**THE TASK**
Reproduce all of the data that follows, character for character.

··· SUPPLIED DATA

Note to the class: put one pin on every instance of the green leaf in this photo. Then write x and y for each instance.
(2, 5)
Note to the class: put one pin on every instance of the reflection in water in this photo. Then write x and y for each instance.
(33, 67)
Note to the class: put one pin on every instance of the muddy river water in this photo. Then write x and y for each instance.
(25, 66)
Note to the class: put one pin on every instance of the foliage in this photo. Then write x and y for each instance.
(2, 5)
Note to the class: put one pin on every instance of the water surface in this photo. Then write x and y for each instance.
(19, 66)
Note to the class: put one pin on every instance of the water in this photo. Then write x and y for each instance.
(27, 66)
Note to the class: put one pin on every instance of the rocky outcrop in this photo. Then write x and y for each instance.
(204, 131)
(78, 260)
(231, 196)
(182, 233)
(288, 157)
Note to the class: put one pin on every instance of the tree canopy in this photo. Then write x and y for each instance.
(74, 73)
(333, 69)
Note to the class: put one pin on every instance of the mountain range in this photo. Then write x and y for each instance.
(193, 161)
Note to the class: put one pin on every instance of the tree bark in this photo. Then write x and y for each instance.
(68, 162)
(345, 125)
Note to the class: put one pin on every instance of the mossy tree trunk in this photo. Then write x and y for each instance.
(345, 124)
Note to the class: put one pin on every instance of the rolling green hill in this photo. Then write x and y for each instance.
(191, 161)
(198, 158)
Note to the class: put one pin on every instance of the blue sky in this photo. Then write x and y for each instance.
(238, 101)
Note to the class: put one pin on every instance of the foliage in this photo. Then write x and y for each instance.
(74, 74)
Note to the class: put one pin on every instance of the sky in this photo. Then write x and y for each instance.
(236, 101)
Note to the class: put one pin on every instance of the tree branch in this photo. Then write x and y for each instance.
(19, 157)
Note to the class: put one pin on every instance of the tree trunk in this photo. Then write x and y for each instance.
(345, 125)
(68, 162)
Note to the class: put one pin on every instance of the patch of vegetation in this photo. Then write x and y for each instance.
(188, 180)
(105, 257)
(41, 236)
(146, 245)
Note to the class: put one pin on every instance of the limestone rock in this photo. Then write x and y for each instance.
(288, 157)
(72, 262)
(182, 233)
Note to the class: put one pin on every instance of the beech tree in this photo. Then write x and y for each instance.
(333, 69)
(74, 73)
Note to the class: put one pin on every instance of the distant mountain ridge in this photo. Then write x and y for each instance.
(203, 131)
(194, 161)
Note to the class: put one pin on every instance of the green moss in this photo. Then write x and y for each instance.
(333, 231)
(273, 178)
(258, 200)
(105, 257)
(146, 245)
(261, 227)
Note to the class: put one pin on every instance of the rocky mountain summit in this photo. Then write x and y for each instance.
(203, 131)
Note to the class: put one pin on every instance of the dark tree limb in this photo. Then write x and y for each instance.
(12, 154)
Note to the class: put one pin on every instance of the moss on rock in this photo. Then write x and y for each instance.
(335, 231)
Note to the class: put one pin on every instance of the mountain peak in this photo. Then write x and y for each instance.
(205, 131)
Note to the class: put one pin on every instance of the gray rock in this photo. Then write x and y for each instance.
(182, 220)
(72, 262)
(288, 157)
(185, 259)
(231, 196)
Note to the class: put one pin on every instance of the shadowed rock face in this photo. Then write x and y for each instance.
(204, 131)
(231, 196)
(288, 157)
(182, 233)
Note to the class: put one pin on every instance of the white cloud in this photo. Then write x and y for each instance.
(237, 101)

······

**ANSWER BELOW**
Note to the class: put one pin on every instance of the green leaf in this photo. Then write x and y for each instance.
(2, 5)
Note to the class: put one pin on every instance of the reflection in water in this photo. Then write x and y for each instance.
(33, 67)
Note to the class: put one pin on every instance of the muddy river water in this photo. Then write x and y for each instance.
(25, 66)
Note to the class: put one pin on every instance of the foliage in this photo. Then write x and y for each instance.
(2, 5)
Note to the class: put one pin on every instance of the water surface in this photo. Then write x and y for each instance.
(19, 66)
Note to the class: put one pin on every instance of the water in this photo. Then write x and y for each instance.
(27, 66)
Note to the class: put one pin on every instance of the rocky outcrop in this photo. Then write x and y for each instance.
(204, 131)
(78, 260)
(231, 196)
(182, 233)
(288, 157)
Note to the class: put one pin on every instance of the tree canopy in this photo. Then write x and y for each instance.
(74, 73)
(333, 69)
Note to the class: put one pin on every instance of the mountain range in this photo. Then write x and y for each instance.
(193, 161)
Note to the class: put one pin on every instance of the tree bark in this photo. Then write x and y for each instance.
(68, 162)
(345, 125)
Note to the class: put one pin on every instance of the mossy tree trunk in this photo. Then write x and y for each instance.
(345, 124)
Note to the class: put one pin on every instance of the rolling green hill in this photo. Then write x and y for each instance.
(191, 161)
(198, 158)
Note to the class: put one pin on every instance of the blue sky in this photo. Then write x and y for each instance.
(238, 101)
Note to the class: put one pin on every instance of the foliage in this photo. Then write x and y for each instance.
(74, 74)
Note to the class: put one pin on every instance of the sky in this photo. Then write x and y for each instance.
(236, 101)
Note to the class: put one pin on every instance of the tree branch in this photo. Then write x and y for each instance.
(19, 157)
Note to the class: put one pin on every instance of the tree trunk in this photo. Then write x and y for each instance.
(345, 125)
(68, 162)
Note to the class: put one pin on every instance of the patch of vegetation in this photo. Then write x and y for each instance.
(188, 180)
(105, 257)
(41, 236)
(146, 245)
Note to the class: put one pin on every instance of the limestone rock in this photo. Then write x and y for each instance.
(288, 157)
(72, 262)
(182, 233)
Note to the class: put one pin on every instance of the beech tree in this photo. Then write x and y for each instance.
(333, 69)
(74, 73)
Note to the class: put one pin on every instance of the distant mountain ridge in this photo. Then write x and y for each instance.
(203, 131)
(194, 161)
Note to the class: put one pin on every instance of the green moss in this photo. Then write x and y for each instance.
(333, 231)
(273, 178)
(258, 200)
(105, 257)
(146, 245)
(261, 227)
Note to the class: put one pin on every instance of the rocky mountain summit in this photo. Then write x and y for each instance.
(203, 131)
Note to the class: put one pin on every instance of the dark tree limb in this photo. Then write x and y for each instance.
(12, 154)
Note to the class: put one pin on every instance of the moss on rock in this photo. Then write x and y for each instance.
(335, 231)
Note to the class: put one pin on every instance of the mountain peak in this photo. Then write x and y for each instance.
(205, 131)
Note to the class: put one pin on every instance of the gray rock in this photo. Then write x and y for each instance.
(182, 220)
(72, 262)
(288, 157)
(185, 259)
(231, 196)
Note to the class: put one pin on every instance of the shadowed rock face in this photo. Then write x and y for each instance.
(204, 131)
(231, 196)
(288, 157)
(182, 233)
Note to the class: put one pin on every instance of the white cloud in this photo. Then write x and y for each instance.
(237, 101)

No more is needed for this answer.